■ **TASK BRIEF**:
All entries below need to be written out exactly, but without their pictures.

** begin DATA TO USE **

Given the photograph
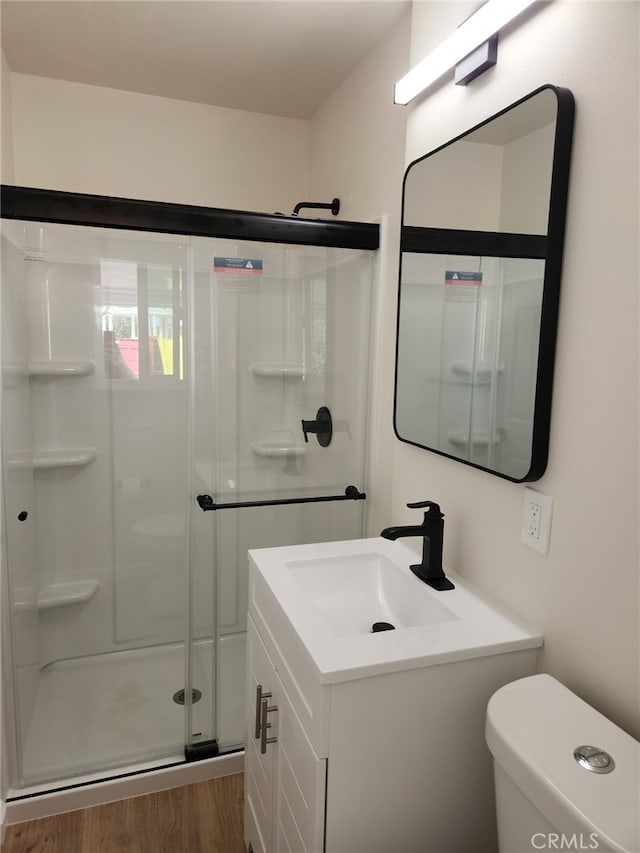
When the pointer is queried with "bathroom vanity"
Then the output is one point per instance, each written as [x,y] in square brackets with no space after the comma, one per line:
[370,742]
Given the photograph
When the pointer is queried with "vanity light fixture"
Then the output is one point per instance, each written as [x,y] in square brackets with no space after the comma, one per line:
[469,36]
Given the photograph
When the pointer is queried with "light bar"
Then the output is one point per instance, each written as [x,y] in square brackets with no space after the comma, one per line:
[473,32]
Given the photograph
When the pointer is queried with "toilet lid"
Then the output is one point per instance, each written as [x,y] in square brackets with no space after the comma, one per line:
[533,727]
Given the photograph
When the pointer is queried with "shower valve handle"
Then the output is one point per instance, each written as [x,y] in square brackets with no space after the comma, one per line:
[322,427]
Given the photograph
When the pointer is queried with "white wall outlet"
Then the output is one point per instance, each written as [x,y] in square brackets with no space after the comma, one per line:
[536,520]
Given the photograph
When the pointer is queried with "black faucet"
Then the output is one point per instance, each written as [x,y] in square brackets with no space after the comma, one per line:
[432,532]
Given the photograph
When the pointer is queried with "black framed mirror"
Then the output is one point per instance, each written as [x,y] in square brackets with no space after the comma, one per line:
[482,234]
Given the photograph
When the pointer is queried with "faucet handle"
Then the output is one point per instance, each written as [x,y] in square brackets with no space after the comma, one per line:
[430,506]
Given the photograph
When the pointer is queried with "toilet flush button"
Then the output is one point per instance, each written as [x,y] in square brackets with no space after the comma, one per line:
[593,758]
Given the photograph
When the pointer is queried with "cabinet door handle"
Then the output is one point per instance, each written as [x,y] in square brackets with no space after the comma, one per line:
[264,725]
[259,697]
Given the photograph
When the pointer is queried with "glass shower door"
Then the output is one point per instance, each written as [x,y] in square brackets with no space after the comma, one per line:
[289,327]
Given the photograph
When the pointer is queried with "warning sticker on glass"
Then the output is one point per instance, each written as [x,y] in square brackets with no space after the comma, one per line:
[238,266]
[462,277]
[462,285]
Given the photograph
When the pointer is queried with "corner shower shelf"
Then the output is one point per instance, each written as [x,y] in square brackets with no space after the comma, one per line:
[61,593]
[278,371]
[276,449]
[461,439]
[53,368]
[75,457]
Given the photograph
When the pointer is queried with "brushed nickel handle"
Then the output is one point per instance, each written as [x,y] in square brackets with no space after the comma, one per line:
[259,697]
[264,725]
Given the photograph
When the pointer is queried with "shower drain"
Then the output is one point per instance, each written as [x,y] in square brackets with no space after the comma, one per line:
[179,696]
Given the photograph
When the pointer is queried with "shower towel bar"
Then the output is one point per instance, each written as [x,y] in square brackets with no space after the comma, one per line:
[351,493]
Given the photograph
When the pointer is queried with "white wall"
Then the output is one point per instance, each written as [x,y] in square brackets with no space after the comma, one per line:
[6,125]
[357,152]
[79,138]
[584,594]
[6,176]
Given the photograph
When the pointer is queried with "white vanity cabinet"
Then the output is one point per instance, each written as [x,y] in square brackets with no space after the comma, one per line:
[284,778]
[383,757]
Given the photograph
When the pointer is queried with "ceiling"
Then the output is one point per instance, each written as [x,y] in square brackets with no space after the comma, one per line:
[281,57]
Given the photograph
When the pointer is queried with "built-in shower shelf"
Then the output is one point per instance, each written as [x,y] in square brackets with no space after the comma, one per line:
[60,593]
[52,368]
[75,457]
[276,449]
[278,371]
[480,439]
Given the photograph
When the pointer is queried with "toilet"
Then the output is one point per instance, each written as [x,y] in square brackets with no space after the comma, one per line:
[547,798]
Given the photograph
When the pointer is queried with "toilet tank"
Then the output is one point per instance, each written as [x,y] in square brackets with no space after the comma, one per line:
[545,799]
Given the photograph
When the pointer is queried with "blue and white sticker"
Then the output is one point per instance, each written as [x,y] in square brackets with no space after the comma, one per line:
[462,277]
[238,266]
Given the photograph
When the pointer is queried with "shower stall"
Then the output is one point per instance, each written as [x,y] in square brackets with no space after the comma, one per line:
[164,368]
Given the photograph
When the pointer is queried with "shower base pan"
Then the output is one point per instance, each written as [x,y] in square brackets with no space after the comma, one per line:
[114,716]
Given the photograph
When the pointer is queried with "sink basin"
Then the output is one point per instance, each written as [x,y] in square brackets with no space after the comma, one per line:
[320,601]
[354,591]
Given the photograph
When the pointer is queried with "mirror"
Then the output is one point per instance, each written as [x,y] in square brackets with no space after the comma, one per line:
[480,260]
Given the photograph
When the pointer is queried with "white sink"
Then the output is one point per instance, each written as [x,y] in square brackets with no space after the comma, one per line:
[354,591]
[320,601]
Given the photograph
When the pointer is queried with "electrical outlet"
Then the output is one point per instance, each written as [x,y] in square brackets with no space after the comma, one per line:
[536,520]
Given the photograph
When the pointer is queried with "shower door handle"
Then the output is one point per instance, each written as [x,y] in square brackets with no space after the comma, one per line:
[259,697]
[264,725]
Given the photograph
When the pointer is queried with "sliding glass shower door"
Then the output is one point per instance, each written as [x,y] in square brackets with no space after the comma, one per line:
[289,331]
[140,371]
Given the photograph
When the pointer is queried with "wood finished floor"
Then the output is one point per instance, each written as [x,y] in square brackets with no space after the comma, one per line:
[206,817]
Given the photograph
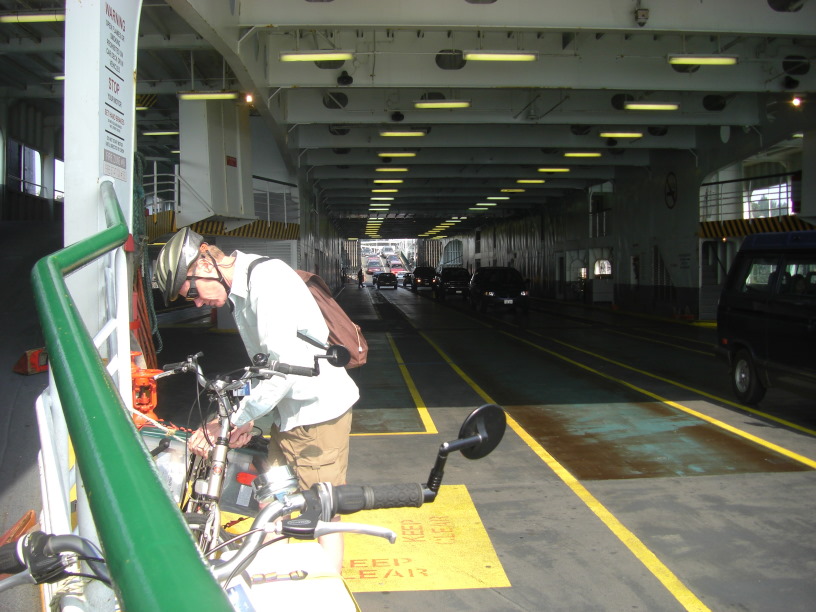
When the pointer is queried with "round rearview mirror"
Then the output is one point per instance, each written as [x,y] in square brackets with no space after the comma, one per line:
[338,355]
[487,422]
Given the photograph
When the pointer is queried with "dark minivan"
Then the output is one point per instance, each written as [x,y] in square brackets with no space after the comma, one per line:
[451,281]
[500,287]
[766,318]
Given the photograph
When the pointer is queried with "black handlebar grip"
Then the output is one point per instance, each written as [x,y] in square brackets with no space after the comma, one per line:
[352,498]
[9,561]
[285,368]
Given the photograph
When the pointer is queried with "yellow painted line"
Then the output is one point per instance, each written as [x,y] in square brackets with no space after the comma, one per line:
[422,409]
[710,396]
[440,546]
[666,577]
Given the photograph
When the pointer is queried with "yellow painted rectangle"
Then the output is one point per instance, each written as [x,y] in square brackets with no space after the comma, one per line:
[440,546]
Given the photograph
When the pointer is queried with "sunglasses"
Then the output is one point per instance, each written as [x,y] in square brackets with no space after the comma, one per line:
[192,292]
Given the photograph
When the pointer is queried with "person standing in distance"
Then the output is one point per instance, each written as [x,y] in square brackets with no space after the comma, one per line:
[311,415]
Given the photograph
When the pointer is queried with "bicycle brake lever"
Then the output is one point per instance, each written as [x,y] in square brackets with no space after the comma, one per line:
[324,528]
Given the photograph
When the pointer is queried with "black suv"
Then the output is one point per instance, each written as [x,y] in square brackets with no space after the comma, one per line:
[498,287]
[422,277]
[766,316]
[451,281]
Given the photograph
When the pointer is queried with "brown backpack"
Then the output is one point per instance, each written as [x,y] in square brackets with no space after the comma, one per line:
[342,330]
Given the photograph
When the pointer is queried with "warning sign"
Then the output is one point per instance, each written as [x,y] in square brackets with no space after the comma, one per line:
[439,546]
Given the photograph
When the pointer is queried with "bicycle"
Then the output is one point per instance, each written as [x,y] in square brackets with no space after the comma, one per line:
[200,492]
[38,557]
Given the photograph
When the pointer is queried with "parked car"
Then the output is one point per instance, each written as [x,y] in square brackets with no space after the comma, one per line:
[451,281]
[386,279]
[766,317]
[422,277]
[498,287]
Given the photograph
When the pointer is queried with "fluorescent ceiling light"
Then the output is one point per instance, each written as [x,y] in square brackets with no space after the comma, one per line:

** end DATA TO USE **

■ **THE SOLUTION**:
Given the photograph
When the pointer is queried with "bathroom vanity"
Then the output is one point per instance, each written as [x,y] in square brackets with no space after the comma, one per line:
[370,742]
Given the photograph
When the pointer is queried with "vanity light fixture"
Then the output is one point per instance, each written as [x,y] in square brackets with no space after the comma, one per line:
[469,36]
Given the photograph
When the pointer is queried with "light bar"
Then the output is one point per instance, each written as [x,y] in square brackets with no space after the comma, one per line:
[473,32]
Given the photograph
When the pointer is queried with "toilet lid"
Then the output is one point per instance, each written as [x,y] in square brackets with no space after the comma, one per line:
[533,727]
Given the photograph
When the pointer is queried with "shower valve handle"
Then the output is one point per instance, each written as [x,y] in square brackets with no space after the comma, one per line:
[322,427]
Given the photograph
When the pointer is queried with "white wall outlet"
Then the output is one point per instance, each written as [x,y] in square brackets with no space after the comma, one per line:
[536,520]
Given the photograph
When the pointer is queried with "black faucet"
Then the output is one point per instance, each written as [x,y] in square brackets with no space after the comma, one per line:
[432,532]
Given the photograph
When the pointer is queried with "black framed mirror"
Then the output is one point per instance, each written as [x,y] in square brackets with no space after the comma, one per line:
[482,234]
Given the photograph
When the pointer is queried with "faucet handle"
Then the output is one point per instance, each written as [x,y] in square brackets with no space after the comma, one per line:
[430,506]
Given the photograph
When the pointer is queried with "toilet flush button"
Then the output is one point per instance, each written as [x,y] in square brackets with no space after the comma, one per line:
[593,758]
Given the photograph
When the pointer is queried with "cabinet door handle"
Then the output is one point per instance, each written as [x,y] in square brackets with no space after the comma, one per line:
[264,725]
[259,697]
Given the photograph
When the pointer is queried with "glass shower door"
Then the output is one point per instance, each written as [x,y] in square brackets with no space after the comma, one per line:
[289,327]
Given the photograph
When the pointer is queried with "warning sticker on glass"
Then the output is one point per instance, each written as [x,y] in square brackets with no space after the comma, one per line:
[238,266]
[462,277]
[462,285]
Given the photograph
When the pointer is queried with "corner shower shelf"
Then the output is one point per instance, each written as [x,y] in square brackets with no space after the comma, one per line:
[61,593]
[278,371]
[276,449]
[461,439]
[53,368]
[75,457]
Given the photograph
When the pointer is queried with "brushed nickel handle"
Then the output is one point per instance, each written as [x,y] in square brackets with no space after the comma, one per line:
[259,697]
[264,725]
Given the photograph
When the pointer is queried with "shower drain"
Then the output is one point per instance, each written as [x,y] in square brackets with no space after the comma, one per line:
[179,696]
Given the photograph
When the pointer is queried with "shower towel bar"
Then the output is one point per instance, each written as [x,y] in square brackets with no space after the comma, one per line:
[351,493]
Given the photograph
When the pointer is queried with "white wall"
Then the output is one point per instance, each written as [x,y] in square brackets with no space after the comma, one per line:
[6,125]
[357,152]
[79,138]
[584,594]
[6,176]
Given the photograph
When the pointer is queried with "white vanity cabinet"
Then the output is one point per instance, each written as [x,y] in square brackets with no space after the comma, one per line:
[284,778]
[383,757]
Given the photograph
When the pointer is queried with "ceiling"
Then the output is one point per instance, each written as [x,y] in square brackets with no space after the comma, one per line:
[281,57]
Given the photograph
When the pointer is queried with "built-in shower shelf"
Then the output is one point per instance, each written as [x,y] in square brackets with no space after the comma, one per line:
[60,593]
[52,368]
[75,457]
[276,449]
[278,371]
[480,439]
Given the photograph
When the pointer is queried with "toilet"
Then the output is one point per instance, each written as [x,y] in square brackets with no space after the comma, one per line:
[547,798]
Given the photograph
When the pointer is queried with "toilet tank"
Then the output is one point per instance, each written as [x,y] in square brackets with no space after the comma, one per line:
[545,799]
Given the photograph
When the pointer is queried with "blue and white sticker"
Then the output is one point per instance, each written as [x,y] in square brackets with no space after the comma, one per line:
[462,277]
[238,266]
Given the photograph
When the pointer is queried with "shower stall"
Then the output is one point per instance, each written as [x,y] in square brackets with no space after the comma, one per line:
[164,368]
Given the photograph
When the pointer is queried with "shower base pan"
Then the output is one point per instance, each written as [x,y] in square brackets with no space after the comma, one per line:
[114,716]
Given the photograph
When the pointer is queried with "sink basin"
Then the output is one point per instance, each written as [x,y] in square brackets with no space after the comma, one per line:
[320,601]
[354,591]
Given the photograph
When the pointer is queried with "mirror"
Then the output is one point per instance, each written as [x,y] in square brackets with no space after the comma, one per line:
[480,260]
Given the photograph
When the pointer is queried with "white sink"
Then the output is one point per instance, each written as [x,y] in square brackets with no space after the comma, one per line:
[354,591]
[320,601]
Given the photograph
When the pointer is queried with "electrical outlet"
Then the output is one point per instance, each written as [x,y] in square brackets with no space after the comma, one per line:
[536,520]
Given the photograph
When the pointer is queried with "shower door handle"
Then the output is one point per instance, each written as [x,y] in square brackets with no space after the comma, one per line:
[259,697]
[264,725]
Given the photograph
When the pointer is queried with "sliding glass shower door"
Then the output is one point per instance, each written as [x,y] in square brackets with no space after the comma, one per line:
[289,331]
[140,371]
Given the photograph
When the pointer is queried with "wood finished floor"
Then the output is one point per instance, each written as [x,y] in square brackets with no space after the comma, one per line:
[206,817]
Given the photograph
When the pointer is queried with "round rearview mirror"
Then the output is one point per instance, each written as [x,y] in square brackets with no space after the comma, one per line:
[338,355]
[487,422]
Given the photograph
When the pointer is queried with "dark minivan"
Then the output is one point per instance, each written as [x,y] in square brackets with no space after the comma, one per line:
[451,281]
[500,287]
[766,318]
Given the photograph
When the pointer is queried with "black handlebar grip"
Then the output is one point per instance, each written as [x,y] in square brackets with no space after the comma, one per line:
[352,498]
[9,561]
[285,368]
Given the photograph
When the pointer is queried with "yellow painted line"
Then the output is one point per instance, each written as [x,y] in square brackets with no space after the comma, one per line:
[422,409]
[710,396]
[440,546]
[666,577]
Given the photograph
When the pointer is queried with "yellow painted rectangle"
Then the output is one point per instance, each written as [x,y] in square brackets with no space after the comma, one per line:
[440,546]
Given the photograph
When the pointer is queried with "sunglasses"
Then the output is one point per instance, each written as [x,y] in square brackets with no space after the comma, one per line:
[192,292]
Given the photograph
When the pointer is queried with "person standing in distance"
Then the output is one point per instance, each written as [x,y] in square brackets with no space after the comma, one per line:
[311,415]
Given the photograph
When the pointer is queried with "bicycle brake lever"
Then the output is one point per instance, each written as [x,y] in square brackets with no space after the comma, one per line:
[324,528]
Given the photograph
When the pointer is queried with "black suv"
Then the output is one point per instance, each written as [x,y] in square brackets with no space after the comma, one per line:
[498,287]
[422,277]
[766,316]
[451,281]
Given the photograph
When the pointer is queried with "brown backpack"
Then the output is one point per instance, each written as [x,y] in square brackets with no space after the comma, one per line:
[342,330]
Given the photograph
When the pointer is queried with "warning sign"
Then the output is one point per instance, each written as [x,y] in square brackets with no space after the comma, one per line:
[439,546]
Given the photograph
When the pointer is queried with "bicycle"
Then the output is one point per instance, each written as [x,y] in square brackets with no space after the comma, one per line:
[200,492]
[38,557]
Given the photograph
When the pointer is queried with "parked car"
Then the output is one point per instance, each written as [x,y] in square brackets with no space after the comma, one per line:
[451,281]
[386,279]
[766,317]
[422,277]
[498,287]
Given the photograph
When the pointer is queried with "fluorescent ceiling light"
Then the output is one point per instance, each written as [x,y] in square brackets with no space after the comma, one per line:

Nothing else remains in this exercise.